» **WORK TO COMPLETE**
Among the lines of this material, find those holding the word "building" and report how many there are, with nothing added.
%%
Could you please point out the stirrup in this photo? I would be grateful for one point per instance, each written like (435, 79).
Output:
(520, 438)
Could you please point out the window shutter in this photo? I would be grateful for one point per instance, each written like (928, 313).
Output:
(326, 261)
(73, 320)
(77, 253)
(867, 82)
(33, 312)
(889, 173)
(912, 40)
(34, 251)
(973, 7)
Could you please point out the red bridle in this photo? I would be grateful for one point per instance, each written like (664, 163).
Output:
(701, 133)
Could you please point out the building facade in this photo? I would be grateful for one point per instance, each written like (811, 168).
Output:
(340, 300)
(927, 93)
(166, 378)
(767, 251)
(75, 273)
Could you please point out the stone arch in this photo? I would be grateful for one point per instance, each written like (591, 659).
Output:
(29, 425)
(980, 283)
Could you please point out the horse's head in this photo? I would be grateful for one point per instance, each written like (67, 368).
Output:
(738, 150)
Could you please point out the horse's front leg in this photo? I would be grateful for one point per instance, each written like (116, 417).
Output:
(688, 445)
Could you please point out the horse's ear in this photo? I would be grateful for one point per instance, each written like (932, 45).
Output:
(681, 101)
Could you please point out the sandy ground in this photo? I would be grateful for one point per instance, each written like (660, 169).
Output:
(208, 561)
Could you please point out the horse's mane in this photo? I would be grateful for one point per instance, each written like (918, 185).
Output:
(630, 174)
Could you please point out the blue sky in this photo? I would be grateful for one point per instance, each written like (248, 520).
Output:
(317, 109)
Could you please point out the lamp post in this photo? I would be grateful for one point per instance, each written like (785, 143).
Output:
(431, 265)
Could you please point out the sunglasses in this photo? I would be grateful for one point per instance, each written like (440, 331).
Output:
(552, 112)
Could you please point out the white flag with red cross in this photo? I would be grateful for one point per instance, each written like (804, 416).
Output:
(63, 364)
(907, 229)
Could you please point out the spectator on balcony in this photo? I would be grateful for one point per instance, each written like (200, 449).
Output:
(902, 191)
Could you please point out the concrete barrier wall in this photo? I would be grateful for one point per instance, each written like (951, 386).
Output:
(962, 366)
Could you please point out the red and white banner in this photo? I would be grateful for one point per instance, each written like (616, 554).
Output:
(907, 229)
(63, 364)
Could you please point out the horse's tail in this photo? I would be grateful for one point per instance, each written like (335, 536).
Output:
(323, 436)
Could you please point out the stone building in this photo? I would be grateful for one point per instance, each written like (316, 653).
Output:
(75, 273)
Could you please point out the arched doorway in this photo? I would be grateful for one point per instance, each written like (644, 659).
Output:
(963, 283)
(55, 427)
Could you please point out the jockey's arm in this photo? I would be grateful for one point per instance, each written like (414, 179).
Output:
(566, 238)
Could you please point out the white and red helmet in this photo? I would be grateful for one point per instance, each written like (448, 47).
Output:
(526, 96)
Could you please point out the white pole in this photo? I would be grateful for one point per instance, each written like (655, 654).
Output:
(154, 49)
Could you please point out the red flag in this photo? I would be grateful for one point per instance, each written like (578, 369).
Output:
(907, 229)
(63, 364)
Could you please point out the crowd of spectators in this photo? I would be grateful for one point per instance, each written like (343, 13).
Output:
%%
» **RESULT**
2